* GOAL A *
In the SUSHI BIKES Advent calendar below, list each door number with its date.

-- start of SELECTED EXTRACT --

Door number 1 - December 1st, 2023
Welcome to the SUSHI BIKES Advent calendar. We will introduce you to a topic here every day and share exciting information with you. Everything is of course related to our sustainability initiatives. But why are we actually doing all this?
1.1 degrees. This is exactly how many degrees we humans have already heated our planet compared to 1890. Climate change refers to the long-term increase in average temperatures on Earth. This increase in temperature obviously has an impact on our environment. Climate change is leading, among other things, to a rise in sea levels, more extreme weather conditions and the habitats of animals and plants are also being negatively affected.
Door number 2 - December 2nd, 2023
Climate change caused by global warming has many different causes. But the main reason is the so-called greenhouse gas effect. The Intergovernmental Panel on Climate Change, i.e. the IPCC, estimates global warming caused by the greenhouse gas effect at 1-2 degrees. The greenhouse effect describes how greenhouse gases, such as carbon dioxide (CO2), form a kind of blanket around the earth. This blanket prevents the heat radiated from the Earth's surface from escaping into space. This causes the temperature on earth to rise. It is important to understand that the greenhouse effect itself is not necessarily negative. It is a natural process that makes life possible on Earth by keeping the temperature at a comfortable level for us. However, the concentration of greenhouse gases in the atmosphere has increased so much over the last 150 years that global warming is simply too extreme.
Door number 3 - December 3rd, 2023
1.07 degrees. This is the part of global warming that is attributed to humans. The main reason for this is the emission of greenhouse gases. Human activities such as burning fossil fuels and deforestation release large amounts of greenhouse gases, such as carbon dioxide (CO2), into the atmosphere. This can be seen, on the one hand, from the fact that the concentration of greenhouse gases is significantly higher than in the last 2 million years. On the other hand, CO2 released through combustion is different from that released through natural processes.
Door number 4 - December 4th, 2023
Approximately 3.3 to 3.6 billion people live in areas that are particularly vulnerable to climate change. The vulnerability of humans and ecosystems is closely linked. Increasing extreme weather and climate events are leaving millions of people facing acute food insecurity and having their water supplies compromised. The most severe impacts were observed in many parts of Africa, Asia, Central and South America, the least developed countries, island nations and the Arctic. Global impacts are also being felt among indigenous peoples and low-income households.
Door number 5 - December 5th, 2023
The glaciers in Switzerland have retreated by a full 10% in the last 2 years. That's the same as between 1960 and 1990, i.e. in 30 years. The retreat of glaciers and the loss of ice surfaces in the Arctic are worrying consequences of climate change for nature and ecosystems. Both phenomena illustrate how climate change is leading to profound changes in the environment. The global retreat of glaciers has major impacts on water supplies and the diversity of animal and plant species. The loss of ice in the Arctic threatens the existence of polar bears and seals, animals that depend on ice. There is an urgent need to take measures to protect and preserve nature and ecosystems in order to counteract the negative consequences of climate change. The effects of climate change on nature and ecosystems are diverse. They endanger biodiversity and the stability and resilience of natural habitats.

-- end of SELECTED EXTRACT --
-- start of INPUT FOR THIS TASK --

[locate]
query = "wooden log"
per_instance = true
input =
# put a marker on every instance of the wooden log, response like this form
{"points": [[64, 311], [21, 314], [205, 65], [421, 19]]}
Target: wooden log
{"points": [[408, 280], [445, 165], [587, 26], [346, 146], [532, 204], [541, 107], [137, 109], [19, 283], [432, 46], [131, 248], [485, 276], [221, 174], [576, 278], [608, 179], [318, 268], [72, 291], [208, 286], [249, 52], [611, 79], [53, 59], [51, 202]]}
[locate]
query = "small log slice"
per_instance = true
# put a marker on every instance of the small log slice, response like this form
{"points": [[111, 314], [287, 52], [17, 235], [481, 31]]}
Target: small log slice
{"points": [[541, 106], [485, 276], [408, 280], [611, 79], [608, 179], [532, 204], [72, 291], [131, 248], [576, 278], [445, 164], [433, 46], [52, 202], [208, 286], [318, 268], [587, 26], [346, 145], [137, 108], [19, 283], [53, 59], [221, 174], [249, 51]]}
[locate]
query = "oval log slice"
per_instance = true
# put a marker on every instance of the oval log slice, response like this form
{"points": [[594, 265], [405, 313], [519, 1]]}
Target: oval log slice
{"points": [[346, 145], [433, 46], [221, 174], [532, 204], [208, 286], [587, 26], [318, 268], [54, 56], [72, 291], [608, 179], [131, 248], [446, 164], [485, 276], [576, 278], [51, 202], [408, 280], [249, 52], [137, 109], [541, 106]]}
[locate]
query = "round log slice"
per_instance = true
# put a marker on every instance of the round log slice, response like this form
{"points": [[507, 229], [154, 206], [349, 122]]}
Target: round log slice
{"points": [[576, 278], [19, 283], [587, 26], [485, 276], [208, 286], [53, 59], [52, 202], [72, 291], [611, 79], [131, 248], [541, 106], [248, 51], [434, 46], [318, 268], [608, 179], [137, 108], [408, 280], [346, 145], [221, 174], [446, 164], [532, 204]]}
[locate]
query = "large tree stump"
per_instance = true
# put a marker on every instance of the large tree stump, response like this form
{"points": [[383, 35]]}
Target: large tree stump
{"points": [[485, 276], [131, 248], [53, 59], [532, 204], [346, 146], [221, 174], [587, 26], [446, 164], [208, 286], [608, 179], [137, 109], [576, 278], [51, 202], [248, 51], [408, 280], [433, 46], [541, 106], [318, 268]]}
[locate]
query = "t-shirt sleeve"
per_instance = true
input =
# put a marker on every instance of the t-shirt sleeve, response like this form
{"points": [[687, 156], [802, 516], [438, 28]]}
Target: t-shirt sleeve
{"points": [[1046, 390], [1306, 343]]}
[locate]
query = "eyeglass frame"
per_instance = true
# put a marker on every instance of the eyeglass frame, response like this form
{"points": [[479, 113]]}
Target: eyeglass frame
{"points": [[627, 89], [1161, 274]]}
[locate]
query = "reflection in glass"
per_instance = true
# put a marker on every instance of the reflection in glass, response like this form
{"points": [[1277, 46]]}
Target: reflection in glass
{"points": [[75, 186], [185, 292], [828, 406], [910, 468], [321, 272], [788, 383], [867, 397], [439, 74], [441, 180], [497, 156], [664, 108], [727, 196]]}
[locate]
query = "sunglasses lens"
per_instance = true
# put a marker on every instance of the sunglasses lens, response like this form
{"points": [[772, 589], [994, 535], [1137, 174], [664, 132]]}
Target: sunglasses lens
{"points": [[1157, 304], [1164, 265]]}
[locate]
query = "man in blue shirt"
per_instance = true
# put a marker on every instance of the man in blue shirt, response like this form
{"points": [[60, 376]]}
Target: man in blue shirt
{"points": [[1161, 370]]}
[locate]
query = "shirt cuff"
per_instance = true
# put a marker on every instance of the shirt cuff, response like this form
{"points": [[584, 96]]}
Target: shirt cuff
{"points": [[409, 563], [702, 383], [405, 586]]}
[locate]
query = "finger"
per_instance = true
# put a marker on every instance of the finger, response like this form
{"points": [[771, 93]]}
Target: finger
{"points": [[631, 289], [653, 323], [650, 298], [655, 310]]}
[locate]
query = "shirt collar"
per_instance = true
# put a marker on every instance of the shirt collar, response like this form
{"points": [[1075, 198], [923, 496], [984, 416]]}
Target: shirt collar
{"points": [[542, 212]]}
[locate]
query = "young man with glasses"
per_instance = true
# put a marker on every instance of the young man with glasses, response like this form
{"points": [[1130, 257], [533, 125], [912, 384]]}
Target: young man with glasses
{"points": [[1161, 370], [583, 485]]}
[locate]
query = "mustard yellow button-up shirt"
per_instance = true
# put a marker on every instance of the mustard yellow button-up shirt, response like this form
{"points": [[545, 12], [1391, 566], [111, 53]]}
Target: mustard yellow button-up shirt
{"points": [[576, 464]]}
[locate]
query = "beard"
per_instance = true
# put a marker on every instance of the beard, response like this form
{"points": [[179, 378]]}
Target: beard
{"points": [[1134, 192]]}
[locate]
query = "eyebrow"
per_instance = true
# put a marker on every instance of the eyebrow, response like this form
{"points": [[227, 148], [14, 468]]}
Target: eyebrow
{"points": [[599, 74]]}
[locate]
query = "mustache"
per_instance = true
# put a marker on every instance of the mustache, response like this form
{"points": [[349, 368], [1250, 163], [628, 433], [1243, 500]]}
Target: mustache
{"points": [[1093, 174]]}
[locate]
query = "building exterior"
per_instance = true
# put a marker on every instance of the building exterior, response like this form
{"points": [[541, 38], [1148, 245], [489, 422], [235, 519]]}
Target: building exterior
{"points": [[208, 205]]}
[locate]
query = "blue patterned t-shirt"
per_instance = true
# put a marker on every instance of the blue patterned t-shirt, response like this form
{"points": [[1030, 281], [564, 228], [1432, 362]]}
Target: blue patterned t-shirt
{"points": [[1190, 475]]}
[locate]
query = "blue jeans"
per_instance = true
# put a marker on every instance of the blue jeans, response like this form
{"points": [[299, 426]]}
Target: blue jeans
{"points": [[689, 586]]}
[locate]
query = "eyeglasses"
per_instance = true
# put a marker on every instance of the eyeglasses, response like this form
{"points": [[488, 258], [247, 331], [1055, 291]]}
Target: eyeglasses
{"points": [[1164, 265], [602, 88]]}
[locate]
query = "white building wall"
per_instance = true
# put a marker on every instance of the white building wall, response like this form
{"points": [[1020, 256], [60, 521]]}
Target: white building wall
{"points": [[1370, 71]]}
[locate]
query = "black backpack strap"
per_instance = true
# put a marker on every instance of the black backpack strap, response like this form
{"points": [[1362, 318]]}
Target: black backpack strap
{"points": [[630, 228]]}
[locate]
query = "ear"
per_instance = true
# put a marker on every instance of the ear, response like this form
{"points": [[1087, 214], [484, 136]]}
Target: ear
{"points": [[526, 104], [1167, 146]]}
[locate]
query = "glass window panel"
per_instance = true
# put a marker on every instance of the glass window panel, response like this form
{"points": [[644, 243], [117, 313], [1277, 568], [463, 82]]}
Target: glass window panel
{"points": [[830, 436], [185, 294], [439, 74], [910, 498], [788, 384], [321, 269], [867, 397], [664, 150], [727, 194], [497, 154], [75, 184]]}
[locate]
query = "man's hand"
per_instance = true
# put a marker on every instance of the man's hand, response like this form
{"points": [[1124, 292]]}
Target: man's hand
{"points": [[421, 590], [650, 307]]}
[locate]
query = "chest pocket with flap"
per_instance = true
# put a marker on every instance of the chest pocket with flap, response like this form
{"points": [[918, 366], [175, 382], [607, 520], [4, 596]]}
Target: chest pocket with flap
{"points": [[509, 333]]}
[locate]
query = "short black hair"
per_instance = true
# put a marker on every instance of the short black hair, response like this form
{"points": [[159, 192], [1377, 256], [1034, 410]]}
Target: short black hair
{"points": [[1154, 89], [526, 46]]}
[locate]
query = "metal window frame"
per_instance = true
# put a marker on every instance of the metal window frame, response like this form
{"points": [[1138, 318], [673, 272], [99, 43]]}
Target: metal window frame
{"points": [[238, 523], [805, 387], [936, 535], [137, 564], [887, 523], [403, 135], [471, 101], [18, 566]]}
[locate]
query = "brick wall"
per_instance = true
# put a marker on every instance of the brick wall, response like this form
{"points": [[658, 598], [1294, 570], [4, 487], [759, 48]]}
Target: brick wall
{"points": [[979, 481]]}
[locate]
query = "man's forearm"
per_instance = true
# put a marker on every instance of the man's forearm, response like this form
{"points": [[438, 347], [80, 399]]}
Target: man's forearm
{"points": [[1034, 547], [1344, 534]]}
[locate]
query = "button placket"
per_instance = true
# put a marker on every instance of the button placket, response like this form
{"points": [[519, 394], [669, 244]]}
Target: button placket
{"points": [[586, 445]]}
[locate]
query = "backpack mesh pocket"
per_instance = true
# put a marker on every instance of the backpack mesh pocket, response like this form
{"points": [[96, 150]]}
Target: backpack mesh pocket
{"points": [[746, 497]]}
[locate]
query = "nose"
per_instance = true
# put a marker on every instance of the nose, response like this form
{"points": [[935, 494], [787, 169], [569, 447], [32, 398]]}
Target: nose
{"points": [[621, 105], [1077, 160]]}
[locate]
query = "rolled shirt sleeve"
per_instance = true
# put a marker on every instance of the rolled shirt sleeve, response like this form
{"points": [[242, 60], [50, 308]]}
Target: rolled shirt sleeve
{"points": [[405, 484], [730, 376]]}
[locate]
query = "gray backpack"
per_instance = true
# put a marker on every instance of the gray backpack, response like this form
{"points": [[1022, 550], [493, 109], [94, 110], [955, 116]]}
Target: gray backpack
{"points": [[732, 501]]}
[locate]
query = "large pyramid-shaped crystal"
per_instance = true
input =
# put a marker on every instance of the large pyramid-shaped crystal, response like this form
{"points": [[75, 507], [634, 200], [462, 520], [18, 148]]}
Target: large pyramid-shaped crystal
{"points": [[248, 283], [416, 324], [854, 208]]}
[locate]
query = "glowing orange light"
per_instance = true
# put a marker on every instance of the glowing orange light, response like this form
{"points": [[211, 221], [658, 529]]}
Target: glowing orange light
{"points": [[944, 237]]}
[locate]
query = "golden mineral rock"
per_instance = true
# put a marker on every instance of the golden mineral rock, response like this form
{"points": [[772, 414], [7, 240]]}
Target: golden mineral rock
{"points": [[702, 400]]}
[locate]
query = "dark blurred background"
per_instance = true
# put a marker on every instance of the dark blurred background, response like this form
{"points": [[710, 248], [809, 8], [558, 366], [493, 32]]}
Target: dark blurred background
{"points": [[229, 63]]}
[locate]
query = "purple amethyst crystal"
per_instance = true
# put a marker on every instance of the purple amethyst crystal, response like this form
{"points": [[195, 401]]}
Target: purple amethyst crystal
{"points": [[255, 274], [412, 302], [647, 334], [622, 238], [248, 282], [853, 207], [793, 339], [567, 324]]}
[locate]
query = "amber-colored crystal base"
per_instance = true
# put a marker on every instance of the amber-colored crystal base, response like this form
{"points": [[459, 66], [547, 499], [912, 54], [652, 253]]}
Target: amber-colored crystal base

-- end of INPUT FOR THIS TASK --

* GOAL B *
Please filter the records above and keep only the lines containing the word "oval".

* RIGHT ANSWER A *
Door number 1: December 1st, 2023
Door number 2: December 2nd, 2023
Door number 3: December 3rd, 2023
Door number 4: December 4th, 2023
Door number 5: December 5th, 2023

* RIGHT ANSWER B *
query = "oval log slice"
# put a marker on every instance of the oval log slice, response like this form
Target: oval log slice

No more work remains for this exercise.